___ Extract to read

On November 20, 2020, the Trump administration finalized rules aimed at reducing the costs of drugs.
Michael Kolodij, PharmD, unpacks both:
Most-Favored-Nation Price for Medicare Part B Drugs
What it is: The interim final rule with comment period (CMS-5528-IFC) implements a new payment model program for Fee-for-Service (FFS) Medicare Part B that aligns prices paid by the U.S. Government with the lowest price paid by other developed nations. The model will go into effect on January 1, 2021, and last seven years.
The rationale is that the largest buyers pay the lowest prices, yet this has not been true for prescription drugs. While the U.S. Federal Government is the largest payer for prescription drugs globally, it pays more than many smaller countries. Other nations typically pay far less for medications, mainly because their governments often determine the cost. Today, Medicare reimburses based on a published Average Sales Price (ASP) plus a six percent add-on payment of the drug cost, giving the provider margin for their services. This model would phase in the determined “most-favored-nation price” (MFN), blending ASP rate with MFN over the first three years of the model and then fully convert to MFN price in years four through seven. Providers will receive a per dose, fixed dollar reimbursement to replace the six percent of drug cost add-on payment to remove the incentive to administer higher cost products as a means of increasing revenue.
The CMS Office of the Actuary (OACT) estimates this program will save $85.5B in federal spending over the course of the seven years, and beneficiaries will save $28.5B with reduced premiums and lower coinsurances on Part B drugs.

______

▸ Assigned task 1: In the article on the drug-pricing rules, why will providers receive a fixed per-dose dollar payment instead of the six percent add-on? Answer in one to three sentences.
▸ Assigned task 2:
Answer these questions from the article on the drug-pricing rules, one line each:
(a) When does the model go into effect, and how long will it last?
(b) What does Medicare base its reimbursement on today?
(c) How much federal spending does the CMS Office of the Actuary estimate the program will save over the seven years?
▸ Assigned task 3: Please continue the article on the drug-pricing rules from where it stops.

___ Data listing

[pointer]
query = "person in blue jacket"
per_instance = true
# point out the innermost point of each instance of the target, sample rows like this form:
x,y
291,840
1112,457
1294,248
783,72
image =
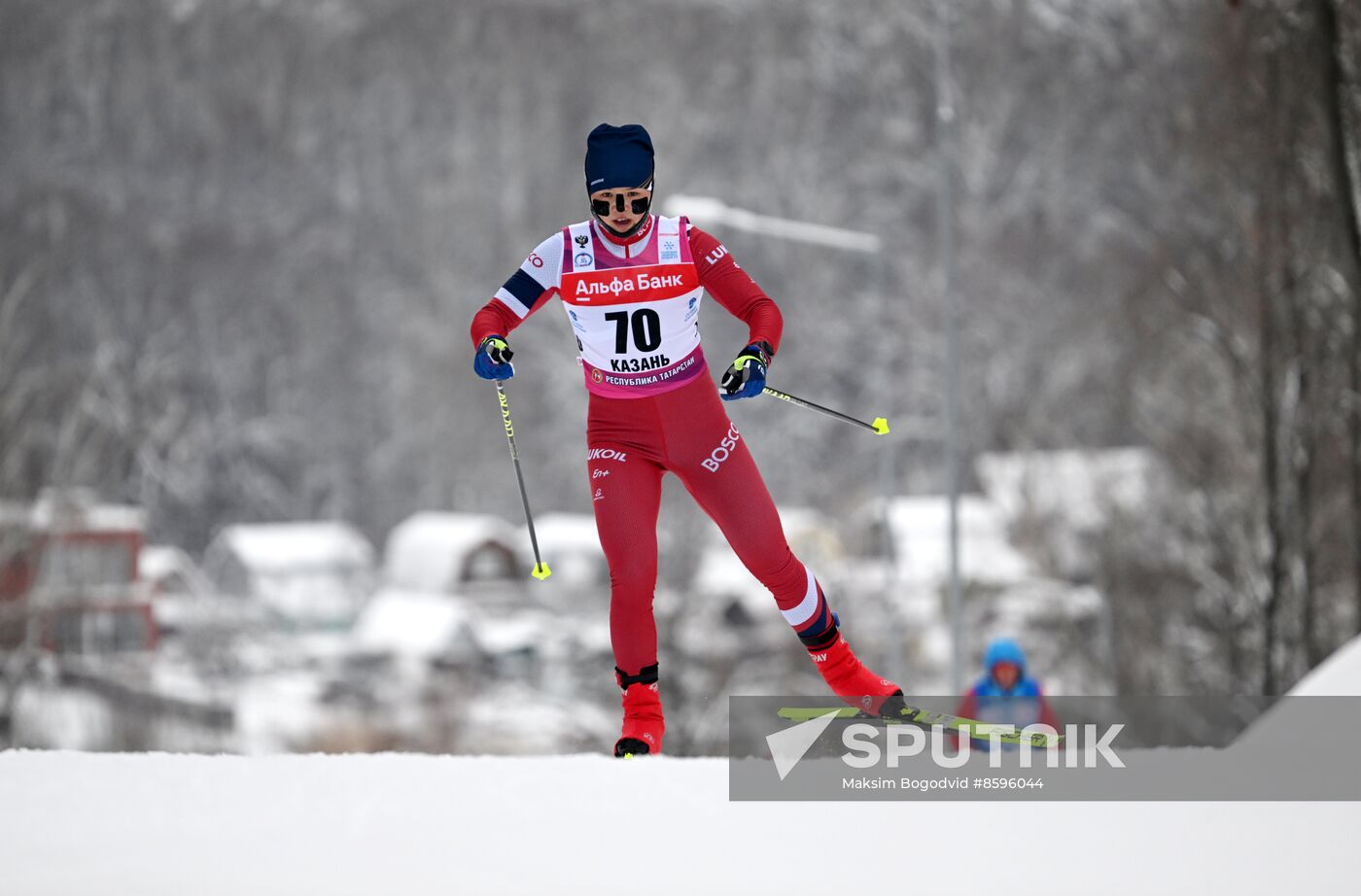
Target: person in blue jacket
x,y
1006,695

______

▸ Exercise result 1: The fixed per-dose dollar payment replaces the six percent of drug cost add-on. This removes the incentive to give higher-cost products as a way of increasing revenue.

▸ Exercise result 2:
(a) It goes into effect on January 1, 2021, and lasts seven years.
(b) A published Average Sales Price (ASP) plus a six percent add-on payment of the drug cost.
(c) $85.5B.

▸ Exercise result 3:
The program only includes the top 50 medically administered drugs based on the gross cost in 2019 and may expand as utilization changes. Certain products will be excluded from the MFN model, such as vaccines and therapeutics, to treat COVID-19. Important to note that although much has been discussed regarding biosimilars lowering medical drug costs, only one of the 50 drugs included in the program is a biosimilar product due to the overall low utilization here in the U.S.
The challenges: Legal challenges may arise, and many were already noted when this was first announced. The success of this model has some critical dependencies if implemented as discussed at length in the rule:
Our take: This final rule faces material headwinds in the form of substantive and procedural legal challenges as well as implementation complications. Several variables will need to go in favor of this model for it to succeed. There may be legal challenges from those opposed, or there could also be actions taken that limit the success of the model. Assuming this goes as the administration intends, the MFN model has the potential to spur the paradigm shift for specialist providers away from fee-for-service to value-based models when treating conditions like multiple sclerosis or different cancers. Although this model is being tested in FFS, it will have downstream impacts on Medicare Advantage (MA) plan revenue as FFS costs for Part B drugs go down. If successful and sustainable, we would expect private payers to align reimbursement rates from the MFN model into their provider contracts for MA and Commercial patients.
Part D Rebates
What it is: This final rule was proposed back in 2019. It seeks to direct all Part D manufacturer rebates on prescription drugs directly to patients at the point of sale effective January 1, 2022. We shared our detailed thoughts on the original rule and its impact last year.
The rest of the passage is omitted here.